Work instruction
Repeat word for word the part of the passage on federal research funding cuts from "In St. Louis, Washington" up to and including "engineering to ecology.".

Provided passage
************

Jennifer Lodge, the associate dean for research at Washington University’s School of Medicine, says between the continuing resolution and sequestration, federal funding for medical research is down about 10 percent this year compared to 2012. And she says the decline in government support is nothing new: the budget for the National Institutes of Health has been stagnant for the past 10 years.
“That’s caused a reduction in buying power of about 25 percent over the decade,” Lodge said. “And so that means we’re doing 25 percent less research than we were doing a decade ago. And that’s very, very discouraging for our investigators.”
The effects on St. Louis-area universities
This year, the sequester required the more than two dozen federal agencies that fund academic research to reduce their spending by about five to seven percent. Some agencies have responded by cutting the budgets of existing grants. Others are making fewer new awards. Some, like the NIH, are doing a little of both.
In St. Louis, Washington University, Saint Louis University, and the University of Missouri-St. Louis all get about three-quarters of their research funding from federal sources. The sequestration cuts have hit scientists in every field, from medicine to engineering to ecology.
Young careers in question
And almost every researcher I talked to for this story had one thing in common. They were less concerned about their own research than they were about their students.

************

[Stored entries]

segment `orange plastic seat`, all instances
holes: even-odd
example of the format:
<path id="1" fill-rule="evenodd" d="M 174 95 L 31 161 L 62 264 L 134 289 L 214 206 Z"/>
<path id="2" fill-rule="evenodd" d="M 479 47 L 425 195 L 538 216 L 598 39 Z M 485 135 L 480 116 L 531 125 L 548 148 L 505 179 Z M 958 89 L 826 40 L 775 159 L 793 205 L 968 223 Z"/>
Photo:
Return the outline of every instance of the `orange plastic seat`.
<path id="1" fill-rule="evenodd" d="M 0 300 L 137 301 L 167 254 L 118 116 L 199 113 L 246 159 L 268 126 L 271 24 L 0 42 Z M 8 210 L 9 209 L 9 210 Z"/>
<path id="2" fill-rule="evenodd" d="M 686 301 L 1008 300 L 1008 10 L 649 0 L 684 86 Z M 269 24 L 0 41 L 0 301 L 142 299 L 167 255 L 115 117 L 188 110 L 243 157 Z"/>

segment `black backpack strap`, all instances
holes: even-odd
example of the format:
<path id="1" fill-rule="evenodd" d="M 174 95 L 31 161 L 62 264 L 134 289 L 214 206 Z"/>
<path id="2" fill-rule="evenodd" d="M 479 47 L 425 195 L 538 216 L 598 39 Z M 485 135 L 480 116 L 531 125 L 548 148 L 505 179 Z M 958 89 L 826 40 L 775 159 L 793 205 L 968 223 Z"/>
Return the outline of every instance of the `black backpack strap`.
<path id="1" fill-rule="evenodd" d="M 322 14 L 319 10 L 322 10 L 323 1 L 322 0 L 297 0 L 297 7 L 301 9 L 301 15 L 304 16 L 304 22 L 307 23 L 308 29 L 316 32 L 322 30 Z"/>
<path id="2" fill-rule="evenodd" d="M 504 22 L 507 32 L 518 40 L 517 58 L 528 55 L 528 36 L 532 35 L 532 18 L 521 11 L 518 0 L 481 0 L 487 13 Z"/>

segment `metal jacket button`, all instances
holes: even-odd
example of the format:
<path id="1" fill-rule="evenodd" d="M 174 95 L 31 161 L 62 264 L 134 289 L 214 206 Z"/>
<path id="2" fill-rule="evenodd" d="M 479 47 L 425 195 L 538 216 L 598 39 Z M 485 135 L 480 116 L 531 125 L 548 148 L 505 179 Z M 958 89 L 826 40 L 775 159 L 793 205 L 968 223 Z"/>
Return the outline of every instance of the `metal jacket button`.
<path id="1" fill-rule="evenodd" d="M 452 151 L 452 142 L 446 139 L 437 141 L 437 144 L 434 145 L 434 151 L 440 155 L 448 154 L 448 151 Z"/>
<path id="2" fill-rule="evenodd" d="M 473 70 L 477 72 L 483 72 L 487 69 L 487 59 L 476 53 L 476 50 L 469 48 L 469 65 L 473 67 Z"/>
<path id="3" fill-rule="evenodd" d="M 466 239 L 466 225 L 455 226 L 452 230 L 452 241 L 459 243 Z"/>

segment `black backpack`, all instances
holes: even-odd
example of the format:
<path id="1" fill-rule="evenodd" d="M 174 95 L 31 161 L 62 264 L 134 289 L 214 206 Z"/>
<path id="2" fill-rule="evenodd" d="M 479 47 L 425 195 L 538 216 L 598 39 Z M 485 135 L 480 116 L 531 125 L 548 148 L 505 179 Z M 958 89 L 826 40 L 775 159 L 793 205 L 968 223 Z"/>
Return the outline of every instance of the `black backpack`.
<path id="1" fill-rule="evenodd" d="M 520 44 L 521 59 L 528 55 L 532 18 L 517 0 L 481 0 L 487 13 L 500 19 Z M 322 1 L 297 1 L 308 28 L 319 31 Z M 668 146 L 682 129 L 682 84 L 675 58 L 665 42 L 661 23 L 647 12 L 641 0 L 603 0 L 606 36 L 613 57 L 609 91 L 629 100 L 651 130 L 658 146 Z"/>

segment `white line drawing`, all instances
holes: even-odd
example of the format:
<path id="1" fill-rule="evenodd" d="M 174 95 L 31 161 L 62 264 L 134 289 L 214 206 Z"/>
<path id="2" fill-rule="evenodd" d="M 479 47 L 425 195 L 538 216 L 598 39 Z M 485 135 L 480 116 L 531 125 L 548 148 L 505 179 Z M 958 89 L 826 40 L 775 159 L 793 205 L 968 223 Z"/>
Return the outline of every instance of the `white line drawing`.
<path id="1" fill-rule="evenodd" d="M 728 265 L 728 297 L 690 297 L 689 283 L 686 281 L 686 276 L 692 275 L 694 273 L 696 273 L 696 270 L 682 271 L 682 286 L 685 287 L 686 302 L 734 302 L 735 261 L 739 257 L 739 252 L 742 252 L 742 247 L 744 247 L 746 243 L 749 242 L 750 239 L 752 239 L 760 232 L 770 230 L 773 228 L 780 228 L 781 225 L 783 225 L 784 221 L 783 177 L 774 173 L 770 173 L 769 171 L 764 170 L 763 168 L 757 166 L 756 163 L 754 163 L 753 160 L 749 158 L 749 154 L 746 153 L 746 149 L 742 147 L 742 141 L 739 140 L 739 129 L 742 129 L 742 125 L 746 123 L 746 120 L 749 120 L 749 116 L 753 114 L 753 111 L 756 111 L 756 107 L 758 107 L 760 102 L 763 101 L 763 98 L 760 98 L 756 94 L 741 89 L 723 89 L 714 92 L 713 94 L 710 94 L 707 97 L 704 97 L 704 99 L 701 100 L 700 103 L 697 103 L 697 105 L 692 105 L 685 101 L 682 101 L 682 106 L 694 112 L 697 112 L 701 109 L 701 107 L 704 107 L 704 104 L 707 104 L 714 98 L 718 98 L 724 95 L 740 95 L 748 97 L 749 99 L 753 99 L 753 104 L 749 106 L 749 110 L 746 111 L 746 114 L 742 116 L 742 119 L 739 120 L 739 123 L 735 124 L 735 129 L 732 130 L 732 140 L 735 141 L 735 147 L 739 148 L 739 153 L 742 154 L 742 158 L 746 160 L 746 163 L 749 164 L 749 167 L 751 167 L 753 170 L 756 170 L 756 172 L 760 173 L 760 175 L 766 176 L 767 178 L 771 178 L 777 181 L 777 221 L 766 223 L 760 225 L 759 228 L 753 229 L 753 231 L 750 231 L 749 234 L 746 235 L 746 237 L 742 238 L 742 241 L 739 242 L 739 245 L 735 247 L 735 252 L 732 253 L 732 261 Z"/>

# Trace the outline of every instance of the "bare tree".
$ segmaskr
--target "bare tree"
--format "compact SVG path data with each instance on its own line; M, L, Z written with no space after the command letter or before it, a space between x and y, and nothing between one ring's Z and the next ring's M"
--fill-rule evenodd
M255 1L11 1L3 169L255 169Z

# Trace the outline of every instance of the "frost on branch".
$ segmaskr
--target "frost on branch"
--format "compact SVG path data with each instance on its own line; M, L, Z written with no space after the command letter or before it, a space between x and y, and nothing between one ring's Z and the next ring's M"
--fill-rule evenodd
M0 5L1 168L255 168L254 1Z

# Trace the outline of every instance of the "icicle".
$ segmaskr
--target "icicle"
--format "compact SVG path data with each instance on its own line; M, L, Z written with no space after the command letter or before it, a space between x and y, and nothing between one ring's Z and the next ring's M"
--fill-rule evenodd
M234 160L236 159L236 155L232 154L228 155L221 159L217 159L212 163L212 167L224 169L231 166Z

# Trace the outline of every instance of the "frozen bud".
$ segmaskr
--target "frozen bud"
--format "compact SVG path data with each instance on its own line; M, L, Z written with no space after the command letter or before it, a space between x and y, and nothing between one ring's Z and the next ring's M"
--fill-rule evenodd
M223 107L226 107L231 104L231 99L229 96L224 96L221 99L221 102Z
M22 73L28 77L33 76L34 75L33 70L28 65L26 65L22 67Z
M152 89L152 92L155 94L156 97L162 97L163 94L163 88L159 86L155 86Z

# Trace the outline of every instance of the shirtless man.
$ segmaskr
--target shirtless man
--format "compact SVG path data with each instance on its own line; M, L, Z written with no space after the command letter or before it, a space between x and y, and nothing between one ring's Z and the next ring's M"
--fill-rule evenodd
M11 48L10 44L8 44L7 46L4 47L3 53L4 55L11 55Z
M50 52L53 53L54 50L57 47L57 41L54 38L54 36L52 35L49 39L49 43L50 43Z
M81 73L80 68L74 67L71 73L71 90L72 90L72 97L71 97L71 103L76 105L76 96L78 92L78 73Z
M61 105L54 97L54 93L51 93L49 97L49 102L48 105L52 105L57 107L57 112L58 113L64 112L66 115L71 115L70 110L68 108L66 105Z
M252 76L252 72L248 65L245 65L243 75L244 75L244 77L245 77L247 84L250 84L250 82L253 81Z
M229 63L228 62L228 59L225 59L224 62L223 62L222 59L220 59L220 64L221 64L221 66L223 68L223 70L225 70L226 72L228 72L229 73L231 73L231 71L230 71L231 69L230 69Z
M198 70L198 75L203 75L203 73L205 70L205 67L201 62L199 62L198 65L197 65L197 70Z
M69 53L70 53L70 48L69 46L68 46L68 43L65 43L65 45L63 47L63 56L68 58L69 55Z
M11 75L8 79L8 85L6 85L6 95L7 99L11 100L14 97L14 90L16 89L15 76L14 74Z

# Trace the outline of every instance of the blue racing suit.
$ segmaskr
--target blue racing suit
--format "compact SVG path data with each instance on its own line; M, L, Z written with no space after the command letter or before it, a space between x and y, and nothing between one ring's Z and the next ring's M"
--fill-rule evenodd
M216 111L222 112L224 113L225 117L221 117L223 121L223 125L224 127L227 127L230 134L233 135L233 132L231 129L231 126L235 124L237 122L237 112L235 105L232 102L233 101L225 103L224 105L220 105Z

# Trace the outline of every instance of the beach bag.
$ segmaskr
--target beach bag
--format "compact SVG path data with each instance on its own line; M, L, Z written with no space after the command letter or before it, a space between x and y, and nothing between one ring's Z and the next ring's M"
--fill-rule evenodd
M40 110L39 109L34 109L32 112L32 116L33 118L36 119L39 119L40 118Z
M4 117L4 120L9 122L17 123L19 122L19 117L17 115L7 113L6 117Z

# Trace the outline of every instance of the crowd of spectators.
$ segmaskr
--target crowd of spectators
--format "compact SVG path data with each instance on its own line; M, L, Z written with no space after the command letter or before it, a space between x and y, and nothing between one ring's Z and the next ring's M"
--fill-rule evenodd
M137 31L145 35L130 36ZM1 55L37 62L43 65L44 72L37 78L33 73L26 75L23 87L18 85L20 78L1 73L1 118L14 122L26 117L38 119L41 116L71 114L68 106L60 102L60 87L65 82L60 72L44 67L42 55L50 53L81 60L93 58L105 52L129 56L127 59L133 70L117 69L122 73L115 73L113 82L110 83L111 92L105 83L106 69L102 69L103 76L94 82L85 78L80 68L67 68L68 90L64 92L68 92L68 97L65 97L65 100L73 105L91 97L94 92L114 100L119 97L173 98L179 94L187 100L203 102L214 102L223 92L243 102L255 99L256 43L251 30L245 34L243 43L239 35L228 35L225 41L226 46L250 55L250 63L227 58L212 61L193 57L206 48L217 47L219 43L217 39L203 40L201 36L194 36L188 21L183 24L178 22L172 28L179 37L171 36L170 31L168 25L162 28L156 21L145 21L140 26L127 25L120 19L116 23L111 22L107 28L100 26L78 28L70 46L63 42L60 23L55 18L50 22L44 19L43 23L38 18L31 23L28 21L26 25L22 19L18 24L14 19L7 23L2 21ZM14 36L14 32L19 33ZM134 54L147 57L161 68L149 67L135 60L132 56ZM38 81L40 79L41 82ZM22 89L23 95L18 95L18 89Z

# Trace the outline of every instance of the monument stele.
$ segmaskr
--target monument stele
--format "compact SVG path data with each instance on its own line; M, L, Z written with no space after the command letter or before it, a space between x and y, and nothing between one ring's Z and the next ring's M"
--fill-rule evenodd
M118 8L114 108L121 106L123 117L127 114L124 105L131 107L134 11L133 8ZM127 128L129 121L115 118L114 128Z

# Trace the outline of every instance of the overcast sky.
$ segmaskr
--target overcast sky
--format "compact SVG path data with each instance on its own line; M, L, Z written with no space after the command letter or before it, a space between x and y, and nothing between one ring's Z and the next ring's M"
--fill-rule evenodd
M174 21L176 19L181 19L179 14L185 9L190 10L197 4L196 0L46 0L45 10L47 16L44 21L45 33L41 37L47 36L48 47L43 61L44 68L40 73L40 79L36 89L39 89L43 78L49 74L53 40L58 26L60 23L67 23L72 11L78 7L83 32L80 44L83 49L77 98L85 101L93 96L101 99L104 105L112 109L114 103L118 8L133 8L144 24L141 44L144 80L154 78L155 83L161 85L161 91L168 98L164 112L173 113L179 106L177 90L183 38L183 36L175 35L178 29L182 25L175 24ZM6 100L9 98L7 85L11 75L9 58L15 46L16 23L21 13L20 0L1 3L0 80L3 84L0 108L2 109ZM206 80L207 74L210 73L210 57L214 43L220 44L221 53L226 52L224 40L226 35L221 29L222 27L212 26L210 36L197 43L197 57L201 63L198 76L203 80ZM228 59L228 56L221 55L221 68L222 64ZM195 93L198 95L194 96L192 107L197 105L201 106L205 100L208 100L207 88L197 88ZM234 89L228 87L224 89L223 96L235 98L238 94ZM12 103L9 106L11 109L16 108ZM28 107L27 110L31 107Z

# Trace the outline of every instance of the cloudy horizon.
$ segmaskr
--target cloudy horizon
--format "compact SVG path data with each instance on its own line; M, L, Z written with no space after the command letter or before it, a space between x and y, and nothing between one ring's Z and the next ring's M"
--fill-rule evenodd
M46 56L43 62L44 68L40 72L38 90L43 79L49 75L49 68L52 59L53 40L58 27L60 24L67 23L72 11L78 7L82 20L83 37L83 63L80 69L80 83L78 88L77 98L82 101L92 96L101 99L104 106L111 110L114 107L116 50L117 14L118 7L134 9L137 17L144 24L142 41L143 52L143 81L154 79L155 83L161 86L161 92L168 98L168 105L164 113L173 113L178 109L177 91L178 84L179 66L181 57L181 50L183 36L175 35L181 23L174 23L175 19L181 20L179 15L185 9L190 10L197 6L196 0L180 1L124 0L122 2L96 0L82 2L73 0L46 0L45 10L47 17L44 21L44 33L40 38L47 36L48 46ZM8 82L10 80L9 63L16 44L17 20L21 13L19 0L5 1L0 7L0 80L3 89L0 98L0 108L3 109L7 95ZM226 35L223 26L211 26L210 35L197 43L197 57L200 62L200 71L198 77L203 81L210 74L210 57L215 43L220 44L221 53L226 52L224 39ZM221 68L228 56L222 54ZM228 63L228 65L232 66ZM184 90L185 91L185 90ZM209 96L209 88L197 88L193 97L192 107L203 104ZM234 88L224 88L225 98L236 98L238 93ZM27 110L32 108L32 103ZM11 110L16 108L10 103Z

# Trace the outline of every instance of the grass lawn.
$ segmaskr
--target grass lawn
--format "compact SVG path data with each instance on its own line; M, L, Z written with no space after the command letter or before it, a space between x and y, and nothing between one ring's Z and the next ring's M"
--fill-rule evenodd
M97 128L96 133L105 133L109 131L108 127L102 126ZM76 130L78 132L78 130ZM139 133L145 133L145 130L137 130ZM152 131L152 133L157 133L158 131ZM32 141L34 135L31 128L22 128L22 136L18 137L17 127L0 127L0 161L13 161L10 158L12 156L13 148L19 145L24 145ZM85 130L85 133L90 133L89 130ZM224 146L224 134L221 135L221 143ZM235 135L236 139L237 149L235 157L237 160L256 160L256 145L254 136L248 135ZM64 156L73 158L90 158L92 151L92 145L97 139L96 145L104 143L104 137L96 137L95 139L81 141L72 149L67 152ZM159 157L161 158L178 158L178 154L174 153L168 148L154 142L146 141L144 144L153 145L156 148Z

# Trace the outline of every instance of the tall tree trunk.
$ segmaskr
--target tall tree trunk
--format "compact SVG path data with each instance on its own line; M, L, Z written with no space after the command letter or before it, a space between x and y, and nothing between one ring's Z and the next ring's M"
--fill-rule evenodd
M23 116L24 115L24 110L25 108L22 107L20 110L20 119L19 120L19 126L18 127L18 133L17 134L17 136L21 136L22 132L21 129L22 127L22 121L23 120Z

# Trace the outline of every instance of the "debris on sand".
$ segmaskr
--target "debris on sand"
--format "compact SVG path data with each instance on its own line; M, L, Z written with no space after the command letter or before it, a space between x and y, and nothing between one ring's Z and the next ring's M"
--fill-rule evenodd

************

Output
In St. Louis, Washington University, Saint Louis University, and the University of Missouri-St. Louis all get about three-quarters of their research funding from federal sources. The sequestration cuts have hit scientists in every field, from medicine to engineering to ecology.